=== Information shown ===
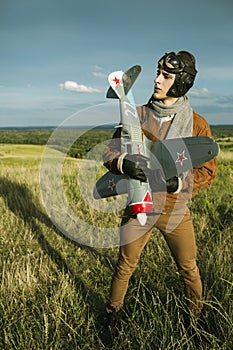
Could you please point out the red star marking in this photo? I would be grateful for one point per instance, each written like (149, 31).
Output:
(180, 158)
(117, 81)
(111, 184)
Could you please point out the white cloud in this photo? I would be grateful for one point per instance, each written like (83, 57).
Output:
(217, 73)
(74, 86)
(100, 75)
(203, 93)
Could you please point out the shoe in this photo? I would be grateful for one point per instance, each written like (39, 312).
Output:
(111, 328)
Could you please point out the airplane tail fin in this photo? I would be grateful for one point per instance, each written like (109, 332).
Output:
(129, 78)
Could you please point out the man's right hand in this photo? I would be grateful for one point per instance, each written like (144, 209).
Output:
(134, 165)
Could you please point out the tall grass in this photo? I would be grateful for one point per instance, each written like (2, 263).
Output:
(53, 290)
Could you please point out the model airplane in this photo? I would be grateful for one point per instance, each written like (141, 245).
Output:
(172, 156)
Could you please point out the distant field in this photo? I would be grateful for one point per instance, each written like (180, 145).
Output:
(26, 151)
(53, 290)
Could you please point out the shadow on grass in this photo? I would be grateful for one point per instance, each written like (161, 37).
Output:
(21, 202)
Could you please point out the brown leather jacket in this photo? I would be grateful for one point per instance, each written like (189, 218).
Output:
(201, 177)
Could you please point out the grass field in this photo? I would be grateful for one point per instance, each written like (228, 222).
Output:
(53, 290)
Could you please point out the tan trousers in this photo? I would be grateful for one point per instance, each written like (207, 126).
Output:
(177, 229)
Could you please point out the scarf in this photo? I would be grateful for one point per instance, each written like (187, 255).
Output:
(182, 123)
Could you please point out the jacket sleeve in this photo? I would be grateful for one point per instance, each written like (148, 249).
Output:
(112, 151)
(203, 175)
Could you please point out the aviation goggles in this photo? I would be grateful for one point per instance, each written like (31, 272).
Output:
(172, 63)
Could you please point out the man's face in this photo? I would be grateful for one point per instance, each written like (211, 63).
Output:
(163, 82)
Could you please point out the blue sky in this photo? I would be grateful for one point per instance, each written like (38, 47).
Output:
(46, 44)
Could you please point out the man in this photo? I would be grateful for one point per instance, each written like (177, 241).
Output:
(167, 115)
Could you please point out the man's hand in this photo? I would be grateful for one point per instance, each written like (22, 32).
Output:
(134, 165)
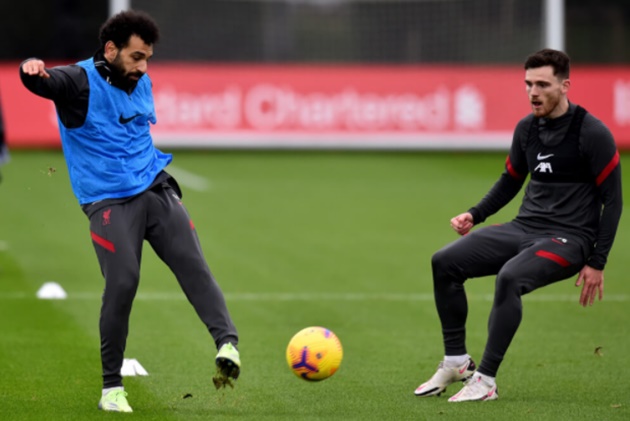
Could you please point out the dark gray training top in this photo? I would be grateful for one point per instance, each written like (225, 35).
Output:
(575, 180)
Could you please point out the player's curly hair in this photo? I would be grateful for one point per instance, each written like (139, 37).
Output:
(547, 57)
(119, 28)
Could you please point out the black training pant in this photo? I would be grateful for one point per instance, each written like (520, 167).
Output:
(522, 260)
(118, 232)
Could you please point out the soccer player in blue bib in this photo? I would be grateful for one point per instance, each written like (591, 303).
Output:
(105, 108)
(565, 226)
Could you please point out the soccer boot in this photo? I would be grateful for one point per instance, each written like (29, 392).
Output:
(115, 401)
(476, 389)
(228, 366)
(445, 376)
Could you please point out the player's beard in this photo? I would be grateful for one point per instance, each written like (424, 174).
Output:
(549, 105)
(129, 79)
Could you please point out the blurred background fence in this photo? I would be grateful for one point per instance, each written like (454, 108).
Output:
(334, 72)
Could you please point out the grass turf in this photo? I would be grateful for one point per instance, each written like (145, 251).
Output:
(295, 239)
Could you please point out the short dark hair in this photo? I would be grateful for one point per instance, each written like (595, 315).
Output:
(119, 28)
(559, 61)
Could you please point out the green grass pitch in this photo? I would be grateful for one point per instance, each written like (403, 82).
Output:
(336, 239)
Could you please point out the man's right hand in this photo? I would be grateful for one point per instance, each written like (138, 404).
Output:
(35, 67)
(462, 223)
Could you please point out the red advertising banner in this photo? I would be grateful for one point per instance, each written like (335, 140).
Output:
(418, 107)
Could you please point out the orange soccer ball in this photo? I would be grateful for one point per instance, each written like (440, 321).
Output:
(314, 353)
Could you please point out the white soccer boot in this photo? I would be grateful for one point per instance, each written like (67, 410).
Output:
(476, 389)
(444, 377)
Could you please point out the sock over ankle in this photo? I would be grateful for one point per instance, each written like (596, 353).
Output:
(455, 360)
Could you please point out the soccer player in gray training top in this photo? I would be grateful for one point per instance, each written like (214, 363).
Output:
(105, 108)
(565, 226)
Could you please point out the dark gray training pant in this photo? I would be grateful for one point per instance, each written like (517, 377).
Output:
(522, 260)
(118, 232)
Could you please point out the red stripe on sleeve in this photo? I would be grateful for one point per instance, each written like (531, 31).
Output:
(609, 168)
(511, 170)
(107, 245)
(553, 256)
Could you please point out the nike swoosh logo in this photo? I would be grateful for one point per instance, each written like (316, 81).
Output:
(540, 157)
(125, 120)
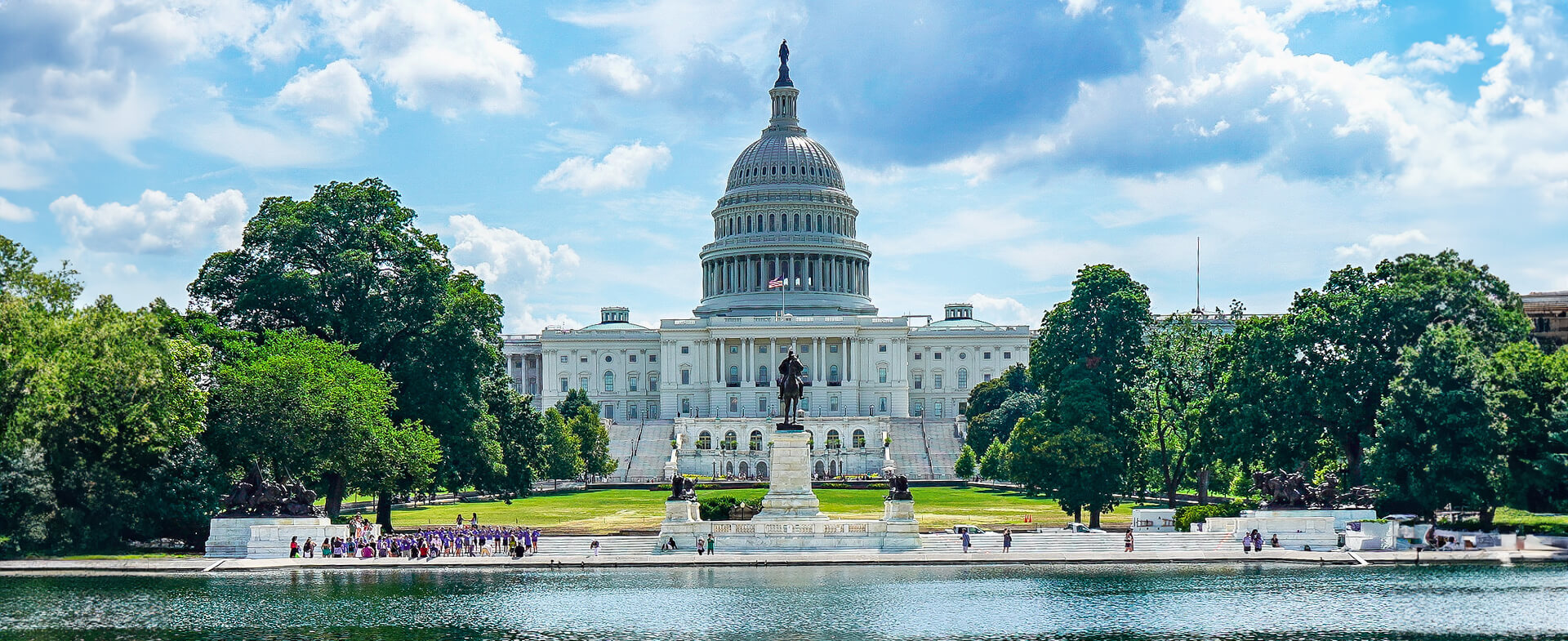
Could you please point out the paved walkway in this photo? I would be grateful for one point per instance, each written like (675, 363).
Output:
(720, 560)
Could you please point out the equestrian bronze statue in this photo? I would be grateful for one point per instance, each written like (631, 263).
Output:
(791, 389)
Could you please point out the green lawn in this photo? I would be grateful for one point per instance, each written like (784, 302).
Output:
(613, 510)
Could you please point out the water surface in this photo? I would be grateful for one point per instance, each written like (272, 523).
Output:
(871, 602)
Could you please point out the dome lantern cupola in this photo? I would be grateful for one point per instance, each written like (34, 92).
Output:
===
→ Activity
Restate the records in full and word for word, but keep the pictures out.

→ Exercise solution
Could you please point out the red star marking in this photo? I would be grateful for one point per instance, each written like (149, 31).
Output:
(180, 158)
(117, 81)
(111, 184)
Could you please point out the white cloud in this photo? I would be grateful for one point per instance, each written like (83, 57).
Output:
(217, 73)
(74, 86)
(100, 75)
(203, 93)
Could you please point out the shoe in this photo? I would be grateful for one point per instance, each written like (39, 312).
Output:
(111, 328)
Could you please point out the airplane tail fin in this photo? I would be grateful for one point per instance, each written like (109, 332).
Output:
(129, 78)
Could you please point out the man's right hand in this photo? I would be grateful for one point per instance, each written like (144, 209).
Output:
(134, 165)
Could you please point out the tall grass in this photo? I would be grateful for one point per instance, each written like (2, 263).
Output:
(53, 290)
Could you please point out the model airplane in this photo? I would be grateful for one point per instance, each written like (141, 245).
Output:
(172, 156)
Could you please point out the distant field in this photo? I would be grateful for one point per instance, each written like (180, 145).
Output:
(26, 151)
(53, 290)
Could you please point out the shadow on grass in this photo? I would be grateful for one point per instance, each written like (161, 37).
Output:
(21, 202)
Could you please point out the brown leather jacket in this photo? I would be grateful for one point per instance, each written like (189, 218).
Output:
(201, 177)
Could you please point out the grass field in this photo? I would be grateful for one point per instance, each written like (228, 222).
Output:
(53, 290)
Could you please point out the tan trousers in this photo? I would be grateful for one point per instance, each written like (207, 126).
Output:
(177, 229)
Could you please point out the scarf in this photo? I would be grateful for one point per instance, each written like (187, 255).
Output:
(182, 123)
Could you please point out the jacket sleeve in this photo? I would be grateful for one point per instance, each written like (148, 249).
Output:
(112, 151)
(203, 175)
Could you please point out the aviation goggles in this photo? I would be grateful for one point per instance, each written like (31, 272).
Output:
(172, 63)
Could you please point out the man's face in this photo? I would be grateful for one point per instance, each written like (211, 63).
Output:
(163, 82)
Could you please point out the blue sky in this photo? I would be grateful for one point per instance, each written like (38, 47).
Output:
(46, 44)
Could you please point out the man in this photo? I would be grateful for one point per instance, each written like (177, 241).
Output:
(167, 115)
Could you please point out the man's hand in this photo? I would be grateful for one point per instance, each written like (22, 32).
Output:
(134, 165)
Could you please point out the dark gray training top in this photo? I would be grateful for one point per instance, each written like (225, 35).
Output:
(575, 180)
Could you please point out the player's curly hair in this photo? I would be grateful for one point per instance, each written like (139, 37).
Output:
(547, 57)
(119, 28)
Could you please point out the black training pant in this photo? I would be grateful for one point per instance, each written like (520, 167).
Output:
(522, 260)
(118, 232)
Could you please point out the soccer player in blue bib in this photo? I would be grateful for one point per instance, each written like (591, 303).
Output:
(105, 108)
(565, 226)
Could you please point out the soccer boot in this photo? I would be grateful for one point per instance, each written like (29, 392).
Output:
(115, 401)
(476, 389)
(228, 366)
(445, 376)
Could you please point out the player's beard in this photo? I would be grateful for one point per instance, each written like (424, 174).
Output:
(549, 105)
(129, 79)
Could you please point out the blurred background fence in this photo? I would be grateful for one point per instance, each written like (454, 108).
Output:
(334, 72)
Could you please point out the grass turf in this photo? I would be grateful for one point per instance, each written like (145, 251).
Output:
(295, 239)
Could you please point out the short dark hair in this photo? I would be grateful for one point per instance, each written like (595, 315).
Output:
(119, 28)
(559, 61)
Could you please point out the green grass pitch in this photo? I would be grateful for one point per instance, each written like (403, 82).
Output:
(336, 239)
Could you please point out the man's right hand in this photo? I would be grateful for one point per instance, each written like (138, 404).
Output:
(35, 67)
(462, 223)
Could you please point out the red advertising banner in this photo? I would be grateful for one point per instance, each written like (335, 140).
Output:
(418, 107)
Could you please point out the orange soccer ball in this photo? I would be grateful for one point per instance, each written like (440, 321).
Output:
(314, 353)
Could you please point out the white soccer boot in this photo? I would be grateful for one point per instance, each written like (67, 410).
Output:
(476, 389)
(444, 377)
Could you please point out the sock over ankle in this photo? I would be grateful for one point per instance, each written like (596, 353).
Output:
(455, 360)
Could you please point out the soccer player in gray training top in this photo? I would be grateful for one point per instance, each written like (214, 363).
Output:
(105, 108)
(565, 226)
Could you please point out the dark gray training pant in this photo? I would be grateful for one point per instance, each written like (517, 377).
Output:
(522, 260)
(118, 232)
Could you please point out the red stripe on sleeve in this photo? I would be grateful for one point per instance, each written like (531, 31).
Output:
(609, 168)
(511, 170)
(107, 245)
(553, 256)
Could you please point out the nike swoosh logo in this photo? I would be grateful for one point per instance, each written like (316, 81).
Output:
(540, 157)
(125, 120)
Could you please point out the paved walkway in this photo? I would be grateful for one point per instance, each written like (675, 363).
Output:
(720, 560)
Could you please point out the equestrian bronze statue in this photo? I would be grateful for one point per instance, each written like (631, 263).
Output:
(791, 389)
Could you please point out the green lawn in this photo? I would be grateful for one point per instance, each written like (784, 302).
Output:
(613, 510)
Could you please point out the water surface in this photo? I would be grateful for one point per instance, each written like (272, 523).
Output:
(871, 602)
Could you please point out the dome lantern cupola in this photo? I would be grateful for one point per instance, each written like (34, 92).
Output:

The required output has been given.